**EXERCISE DIRECTIONS**
Rewrite the entries below, replacing "even-odd rule" with "nonzero winding rule" wherever it occurs and keeping all other text unchanged.

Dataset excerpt

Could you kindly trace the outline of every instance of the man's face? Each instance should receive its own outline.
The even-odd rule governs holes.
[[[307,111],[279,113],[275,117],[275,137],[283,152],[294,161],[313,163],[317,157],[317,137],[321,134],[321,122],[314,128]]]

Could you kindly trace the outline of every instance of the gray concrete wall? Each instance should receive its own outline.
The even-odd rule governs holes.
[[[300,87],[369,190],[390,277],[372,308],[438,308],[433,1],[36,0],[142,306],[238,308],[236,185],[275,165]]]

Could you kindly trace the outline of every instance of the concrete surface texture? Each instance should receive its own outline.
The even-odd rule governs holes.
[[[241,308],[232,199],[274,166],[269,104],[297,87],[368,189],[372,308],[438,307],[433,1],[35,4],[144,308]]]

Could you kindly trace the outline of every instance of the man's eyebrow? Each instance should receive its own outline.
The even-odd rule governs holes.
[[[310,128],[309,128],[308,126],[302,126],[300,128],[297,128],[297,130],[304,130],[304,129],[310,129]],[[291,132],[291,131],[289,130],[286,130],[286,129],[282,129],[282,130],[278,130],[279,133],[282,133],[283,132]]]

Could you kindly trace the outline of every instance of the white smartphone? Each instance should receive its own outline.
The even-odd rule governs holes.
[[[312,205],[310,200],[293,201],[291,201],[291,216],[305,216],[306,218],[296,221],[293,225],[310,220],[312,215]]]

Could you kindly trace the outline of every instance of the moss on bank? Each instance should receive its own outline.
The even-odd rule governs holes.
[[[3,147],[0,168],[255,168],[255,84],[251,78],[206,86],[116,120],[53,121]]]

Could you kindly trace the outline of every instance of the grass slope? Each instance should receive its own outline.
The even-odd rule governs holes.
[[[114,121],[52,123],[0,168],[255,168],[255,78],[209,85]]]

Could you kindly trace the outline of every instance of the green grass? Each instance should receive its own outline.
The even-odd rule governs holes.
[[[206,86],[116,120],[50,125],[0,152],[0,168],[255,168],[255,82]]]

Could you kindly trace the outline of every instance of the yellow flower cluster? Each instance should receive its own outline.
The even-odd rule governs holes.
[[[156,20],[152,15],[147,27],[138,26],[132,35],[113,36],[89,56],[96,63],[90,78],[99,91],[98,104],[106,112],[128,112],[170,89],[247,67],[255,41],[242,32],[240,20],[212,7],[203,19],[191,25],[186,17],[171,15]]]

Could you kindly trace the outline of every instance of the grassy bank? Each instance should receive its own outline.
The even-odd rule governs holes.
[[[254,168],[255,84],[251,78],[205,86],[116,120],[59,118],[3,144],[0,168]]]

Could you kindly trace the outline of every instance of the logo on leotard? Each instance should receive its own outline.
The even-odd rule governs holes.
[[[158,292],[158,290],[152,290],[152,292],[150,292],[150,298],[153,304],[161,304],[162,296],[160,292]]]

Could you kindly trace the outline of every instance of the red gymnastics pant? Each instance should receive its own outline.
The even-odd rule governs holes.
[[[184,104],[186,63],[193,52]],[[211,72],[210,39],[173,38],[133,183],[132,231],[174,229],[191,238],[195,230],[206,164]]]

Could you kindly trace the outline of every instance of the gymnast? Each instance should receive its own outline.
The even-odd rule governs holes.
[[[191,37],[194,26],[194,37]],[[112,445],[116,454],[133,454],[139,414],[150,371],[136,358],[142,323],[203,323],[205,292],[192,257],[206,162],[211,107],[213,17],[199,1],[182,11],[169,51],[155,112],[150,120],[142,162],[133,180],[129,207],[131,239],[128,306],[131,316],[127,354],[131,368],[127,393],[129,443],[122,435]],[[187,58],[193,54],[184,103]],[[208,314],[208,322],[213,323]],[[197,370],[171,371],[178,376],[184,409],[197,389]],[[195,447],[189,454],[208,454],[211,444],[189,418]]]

**RESULT**
Could you kindly trace the outline of every instance of the man's face? Each instance should receive its own outline.
The nonzero winding rule governs holes.
[[[307,111],[279,113],[275,117],[275,137],[283,152],[294,161],[313,163],[317,157],[317,137],[321,134],[321,122],[314,128]]]

Could you kindly trace the outline of every instance of the gray concrete wall? Each instance should receive its own outline.
The nonzero winding rule governs holes.
[[[300,87],[369,190],[390,277],[372,308],[438,308],[433,1],[36,0],[142,306],[238,308],[236,185],[275,165]]]

Could you kindly trace the outline of every instance of the concrete surface texture? Each instance should receive its own outline.
The nonzero winding rule governs holes.
[[[241,308],[232,199],[274,166],[269,104],[297,87],[368,189],[372,308],[438,307],[433,1],[35,4],[144,308]]]

Could you kindly trace the outline of every instance of the man's eyebrow? Each instance should receive its own outline.
The nonzero winding rule governs holes.
[[[310,128],[309,128],[308,126],[302,126],[300,128],[297,128],[297,130],[304,130],[304,129],[310,129]],[[291,132],[291,131],[289,130],[286,130],[286,129],[282,129],[282,130],[278,130],[279,133],[282,133],[283,132]]]

Could you kindly trace the outline of every instance of the white smartphone? Each instance should receive its own outline.
The nonzero winding rule governs holes.
[[[312,205],[310,200],[293,201],[291,201],[291,216],[305,216],[306,218],[296,221],[293,225],[310,220],[312,215]]]

Could you kindly trace the outline of every instance of the moss on bank? Each instance should receive its own outline.
The nonzero winding rule governs holes.
[[[3,147],[0,168],[255,168],[255,84],[251,78],[206,86],[116,120],[53,121]]]

Could you kindly trace the outline of every instance of the grass slope? Each instance should receive its own outline.
The nonzero winding rule governs holes.
[[[114,121],[52,123],[0,168],[255,168],[255,78],[209,85]]]

Could you kindly trace the outline of every instance of the green grass? Each instance should receive its own outline.
The nonzero winding rule governs holes.
[[[206,86],[116,120],[50,125],[0,152],[0,168],[255,168],[255,82]]]

Could you kindly trace the outline of every instance of the yellow flower cluster? Each instance should receive its own outline.
The nonzero winding rule governs holes.
[[[156,20],[152,15],[147,27],[138,26],[132,35],[113,36],[89,56],[96,63],[90,78],[99,91],[98,104],[106,112],[128,112],[170,89],[247,67],[255,41],[242,32],[240,20],[212,7],[203,19],[191,25],[186,17],[171,15]]]

Could you kindly trace the outline of every instance of the grassy bank? Each instance should receive its own outline.
The nonzero winding rule governs holes.
[[[254,168],[255,84],[251,78],[205,86],[116,120],[59,118],[3,144],[0,168]]]

Could you kindly trace the outline of every instance of the logo on leotard? Each instance should receive its own outline.
The nonzero winding rule governs holes.
[[[158,292],[158,290],[152,290],[152,292],[150,292],[150,298],[153,304],[161,304],[162,296],[160,292]]]

Could you kindly trace the outline of every instance of the red gymnastics pant? Each instance should receive its own outline.
The nonzero winding rule governs holes.
[[[184,104],[186,63],[193,52]],[[211,72],[210,39],[173,38],[133,183],[132,231],[174,229],[191,238],[195,230],[206,164]]]

Could you kindly trace the outline of every instance of the gymnast? Each instance should receive its own outline.
The nonzero winding rule governs holes.
[[[191,37],[194,26],[194,37]],[[112,445],[116,454],[133,454],[139,414],[150,371],[136,358],[142,323],[203,323],[205,292],[192,257],[206,162],[211,107],[213,17],[199,1],[182,11],[169,51],[155,112],[150,120],[142,162],[133,180],[129,207],[131,239],[128,306],[131,316],[127,354],[131,368],[127,393],[129,443],[122,435]],[[187,58],[193,54],[184,103]],[[208,314],[208,322],[213,323]],[[197,370],[171,371],[178,376],[184,409],[197,389]],[[195,447],[189,454],[208,454],[211,444],[189,418]]]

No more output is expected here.